··· BACAAN UNTUK DITELAAH ···

Dahulu kala manusia sederhana tinggal di gua-gua alam
oleh karena mereka belum mengenal pembuatan rumah. Mereka mencari perlindungan
kepada alam. Mereka hidup dari hasil perburuan dan makan buah-buahan serta
ikan-ikan dari kali. Mereka memerlukan air maka itu gua-gua tempat tinggalnya
sering dijumpai pada tebing-tebing dipinggir kali. Mereka telah mengenal api
untuk melindungi dirinya dari udara dingin. Mereka juga mengenal sistem
pengobatan dengan menggunakan daun-daunan. Bila mereka luka misalnya karena
perkelahian dengan binatang-binatang buas, maka lukanya di temple, dijampi
terlebih dahulu.
Dapat dibayangkan pula bahwa sistem pengobatan dengan
mempergunakan air ludah, telah terdapat pada masa kuna Karena ludah merupakan
tempat timbunan sakti. Pengobatan dengan sistem pawing pun rupa-rupanya sudah
ada sejak itu. Sistem pengobatan dengan menggunakan cara-cara meminta
pertolongan kepada roh-roh terutama meminta kepada roh nenek moyang, sudah
dikenal pulanpada masa itu, karena menurut pengetahuan kepurbakalaan sistem
pemujaan roh nenek moyang telah dikenal sejak jaman prasejarah.
B. Jaman pengaruh hindu hingga sekarang
Menurut
penelitian sejarah, hubungan bali dengan jawa menjadi erat sejak abad 10
ditandai oleh perkawinan raja Dharma udayana dengan puteri raja jawa timur yang
bernama mahendradhatta. Raja suami-istri ini memerintah bali tahun 929-943M.

··· KUMPULAN BARIS DATA ···

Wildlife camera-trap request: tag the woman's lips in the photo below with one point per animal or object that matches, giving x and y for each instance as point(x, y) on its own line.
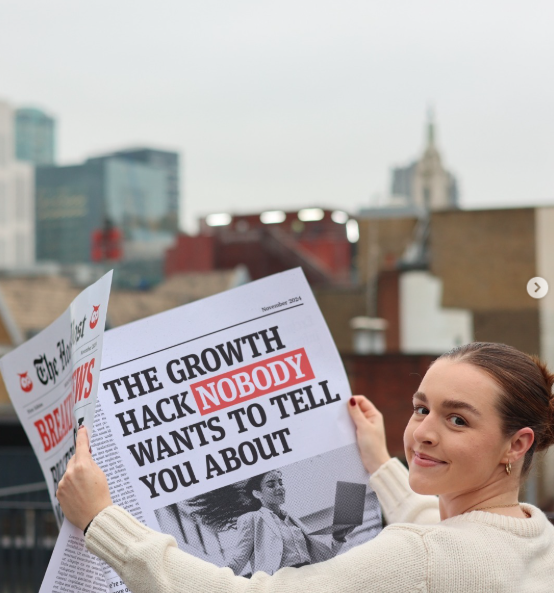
point(426, 460)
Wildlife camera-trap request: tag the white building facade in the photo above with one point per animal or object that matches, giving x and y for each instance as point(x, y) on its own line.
point(17, 207)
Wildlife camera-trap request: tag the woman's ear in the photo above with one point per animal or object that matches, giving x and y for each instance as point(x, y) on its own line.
point(520, 443)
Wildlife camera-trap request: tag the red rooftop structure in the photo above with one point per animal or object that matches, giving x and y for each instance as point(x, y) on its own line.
point(270, 242)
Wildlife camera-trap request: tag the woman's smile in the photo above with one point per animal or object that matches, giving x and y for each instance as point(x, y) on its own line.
point(426, 460)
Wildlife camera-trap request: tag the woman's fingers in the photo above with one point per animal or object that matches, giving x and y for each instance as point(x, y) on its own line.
point(83, 491)
point(370, 432)
point(82, 447)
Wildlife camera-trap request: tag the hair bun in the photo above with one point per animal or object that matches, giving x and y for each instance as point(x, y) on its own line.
point(548, 437)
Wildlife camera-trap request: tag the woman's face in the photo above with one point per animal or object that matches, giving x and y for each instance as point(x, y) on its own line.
point(272, 491)
point(453, 441)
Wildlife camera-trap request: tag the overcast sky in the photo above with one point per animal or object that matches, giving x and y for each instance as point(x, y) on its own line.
point(295, 103)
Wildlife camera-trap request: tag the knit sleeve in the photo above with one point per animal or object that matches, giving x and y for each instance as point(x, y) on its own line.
point(148, 561)
point(399, 502)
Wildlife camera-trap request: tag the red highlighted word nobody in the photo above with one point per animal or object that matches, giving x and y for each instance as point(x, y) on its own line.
point(249, 382)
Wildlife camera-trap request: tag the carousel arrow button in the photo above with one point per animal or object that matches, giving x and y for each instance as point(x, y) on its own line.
point(537, 287)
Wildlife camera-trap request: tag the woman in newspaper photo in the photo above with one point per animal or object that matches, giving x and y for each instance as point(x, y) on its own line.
point(268, 537)
point(455, 524)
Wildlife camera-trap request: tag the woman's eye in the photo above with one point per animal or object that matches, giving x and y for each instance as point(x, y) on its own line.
point(457, 421)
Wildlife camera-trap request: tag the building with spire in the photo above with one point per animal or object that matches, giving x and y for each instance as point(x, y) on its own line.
point(425, 184)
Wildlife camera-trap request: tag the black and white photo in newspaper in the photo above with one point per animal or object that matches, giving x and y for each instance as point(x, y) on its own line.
point(235, 401)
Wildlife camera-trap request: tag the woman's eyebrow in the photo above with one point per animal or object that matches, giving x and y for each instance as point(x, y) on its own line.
point(449, 404)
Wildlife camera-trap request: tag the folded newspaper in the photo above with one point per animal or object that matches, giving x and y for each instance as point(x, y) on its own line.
point(222, 418)
point(52, 380)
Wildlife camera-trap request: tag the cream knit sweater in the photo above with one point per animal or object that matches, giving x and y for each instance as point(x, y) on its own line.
point(478, 552)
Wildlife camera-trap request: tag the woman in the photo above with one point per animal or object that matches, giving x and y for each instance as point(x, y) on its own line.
point(479, 415)
point(268, 537)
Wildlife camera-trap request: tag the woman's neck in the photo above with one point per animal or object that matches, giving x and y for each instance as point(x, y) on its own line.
point(493, 498)
point(275, 508)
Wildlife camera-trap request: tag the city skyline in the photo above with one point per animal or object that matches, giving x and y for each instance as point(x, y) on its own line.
point(296, 105)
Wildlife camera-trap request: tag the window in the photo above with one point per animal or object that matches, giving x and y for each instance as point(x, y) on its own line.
point(20, 201)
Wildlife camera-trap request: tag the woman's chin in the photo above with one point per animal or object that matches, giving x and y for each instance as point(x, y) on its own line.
point(422, 484)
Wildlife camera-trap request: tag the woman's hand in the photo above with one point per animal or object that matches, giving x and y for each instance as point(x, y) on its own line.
point(370, 432)
point(83, 491)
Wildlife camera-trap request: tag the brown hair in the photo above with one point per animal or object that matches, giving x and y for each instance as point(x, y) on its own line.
point(526, 398)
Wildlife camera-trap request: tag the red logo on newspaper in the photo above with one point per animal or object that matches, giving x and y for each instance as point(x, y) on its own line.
point(94, 317)
point(25, 382)
point(254, 380)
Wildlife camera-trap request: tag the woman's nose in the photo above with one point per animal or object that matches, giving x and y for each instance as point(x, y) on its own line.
point(426, 432)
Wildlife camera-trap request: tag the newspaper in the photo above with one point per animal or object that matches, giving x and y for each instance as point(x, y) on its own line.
point(220, 413)
point(52, 380)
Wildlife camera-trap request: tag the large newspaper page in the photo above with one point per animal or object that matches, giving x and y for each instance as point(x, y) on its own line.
point(52, 381)
point(221, 415)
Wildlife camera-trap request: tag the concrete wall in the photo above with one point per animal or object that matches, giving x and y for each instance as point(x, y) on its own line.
point(17, 207)
point(544, 241)
point(424, 325)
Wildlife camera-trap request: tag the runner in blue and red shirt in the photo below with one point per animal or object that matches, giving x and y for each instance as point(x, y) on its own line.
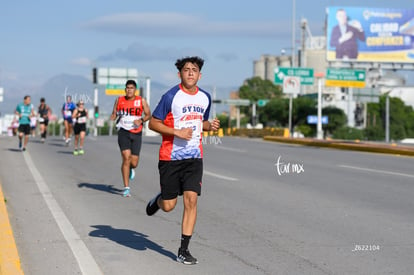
point(181, 117)
point(25, 111)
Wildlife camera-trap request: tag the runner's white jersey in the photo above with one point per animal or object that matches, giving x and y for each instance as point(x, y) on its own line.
point(179, 109)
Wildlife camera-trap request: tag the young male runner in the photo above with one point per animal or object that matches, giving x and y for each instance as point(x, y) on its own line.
point(67, 110)
point(180, 117)
point(80, 117)
point(44, 112)
point(129, 110)
point(25, 111)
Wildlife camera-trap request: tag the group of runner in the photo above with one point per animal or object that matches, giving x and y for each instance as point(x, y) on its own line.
point(180, 117)
point(28, 120)
point(74, 116)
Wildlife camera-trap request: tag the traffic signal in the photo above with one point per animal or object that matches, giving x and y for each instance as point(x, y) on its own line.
point(96, 111)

···

KERJAKAN SOAL BERIKUT
- 1) Menurut bacaan tentang pengobatan zaman dulu, untuk apa manusia pada masa itu memakai api?
- 2) Tulis ulang tanpa perubahan bagian bacaan tentang pengobatan zaman dulu dari "Dapat dibayangkan pula" sampai "bali tahun 929-943M.".
Baris-baris data itu tidak dipakai di sini.

JAWABAN BERURUTAN
- 1) Untuk melindungi dirinya dari udara dingin.

- 2)
Dapat dibayangkan pula bahwa sistem pengobatan dengan
mempergunakan air ludah, telah terdapat pada masa kuna Karena ludah merupakan
tempat timbunan sakti. Pengobatan dengan sistem pawing pun rupa-rupanya sudah
ada sejak itu. Sistem pengobatan dengan menggunakan cara-cara meminta
pertolongan kepada roh-roh terutama meminta kepada roh nenek moyang, sudah
dikenal pulanpada masa itu, karena menurut pengetahuan kepurbakalaan sistem
pemujaan roh nenek moyang telah dikenal sejak jaman prasejarah.
B. Jaman pengaruh hindu hingga sekarang
Menurut
penelitian sejarah, hubungan bali dengan jawa menjadi erat sejak abad 10
ditandai oleh perkawinan raja Dharma udayana dengan puteri raja jawa timur yang
bernama mahendradhatta. Raja suami-istri ini memerintah bali tahun 929-943M.